── Selection ──

I don't really see any difference between that and, say, your wife wondering what it would be like for some strapping, muscle bound hottie to rock her world. Thoughts no offense give, actions destroy.


----------



## Jeff/BC (Apr 1, 2012)

Here is my... very admittedly... different view on such things.

To me, the status quo that you are currently in is a fiction. Your wife is not engaged with the real you. She's engaged with some cardboard cutout that you've designed to her specifications and are now propping up to hide the real you. To me, it's not a relationship at all and so I'd see no value whatsoever in maintaining it.

In the end, I need the other half of me to see AND value the real, genuine, honest me. Nothing else is of value.

Insofar as the actual urges, an awful lot of men -- myself included -- periodically have such fantasies. In fact, an awful lot of men have, at some point or another, actually experimented with such things. If our society didn't penalize men so strongly for this the actual facts would be much more available. But... you know... sin and all that.

───
── Data provided ──

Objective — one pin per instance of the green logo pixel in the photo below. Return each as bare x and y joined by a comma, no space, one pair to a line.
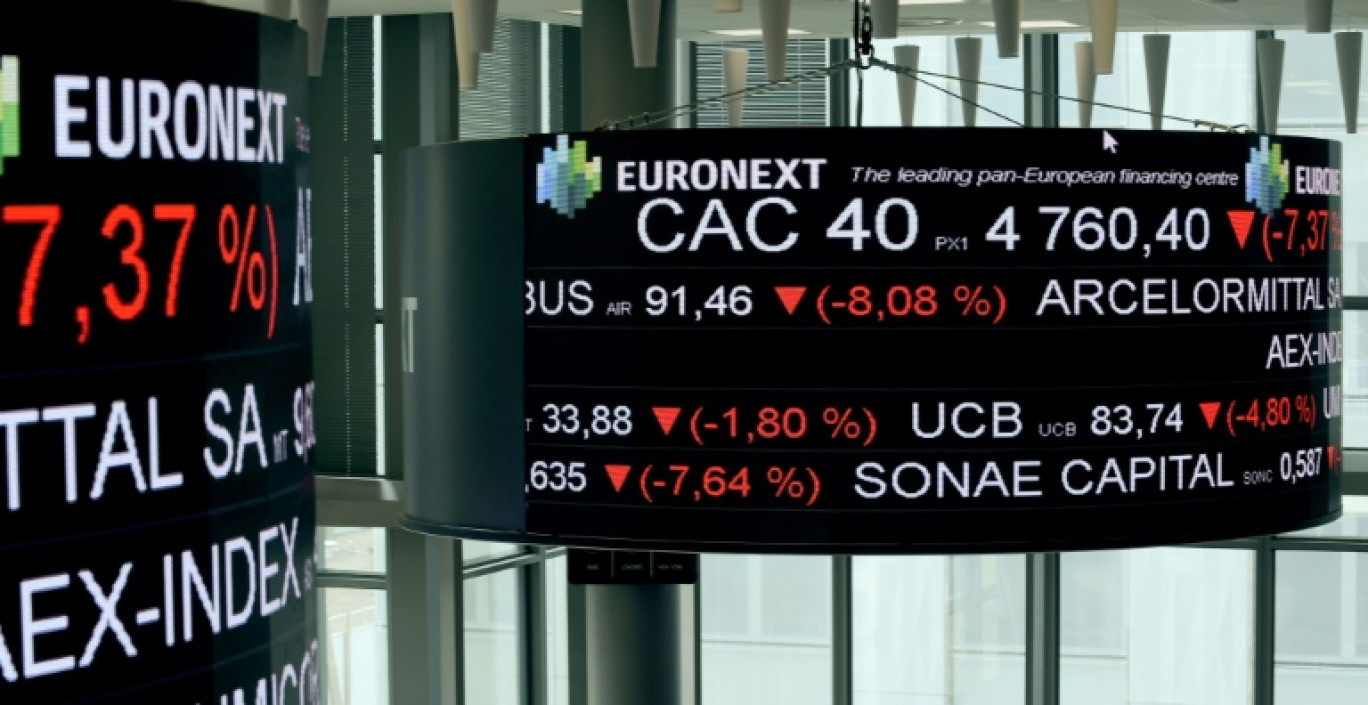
8,108
567,178
1267,177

───

— Description of the task —
Write the next part of the forum thread about hiding one's real self and urges from a wife, picking up right after its last sentence. The material is not needed here.

— Task response —
I don't think such things make a person "gay" -- or "bi". In the end, for myself, what I look at to label myself is what actually gets me excited when I'm in the real world... not the fantasy world. And in the end, for me, it ends up being breasts and hips and all those other girl parts. I figure my "bits" are a decent dousing rod for the actual truth


----------



## couple (Nov 6, 2010)

It's probably not helpful to be too worried about the label (bi, gay, just 'normal' fantasy for a straight person, etc). What troubles me here is that you are not just talking about periodic fantasy like Jeff mentions but rather an obsession. If you can't live happily with your wife because you 'need' to be with a man then you need to be true to yourself about this and get out of your marriage. I would imagine that there are few things worse in a relationship than a man stuck in a marriage with a woman when he really wants men and for a woman who's husband can never be truly into her because she is a woman. Very common but destructive.

This is beyond a 'normal curiosity' for a hetero man.


----------



## greenthumb95 (Apr 20, 2012)

I dont want out of my marriage. I guess its just curiosity of going down on a dude.


----------



## couple (Nov 6, 2010)

greenthumb95 said:


> I dont want out of my marriage. I guess its just curiosity of going down on a dude.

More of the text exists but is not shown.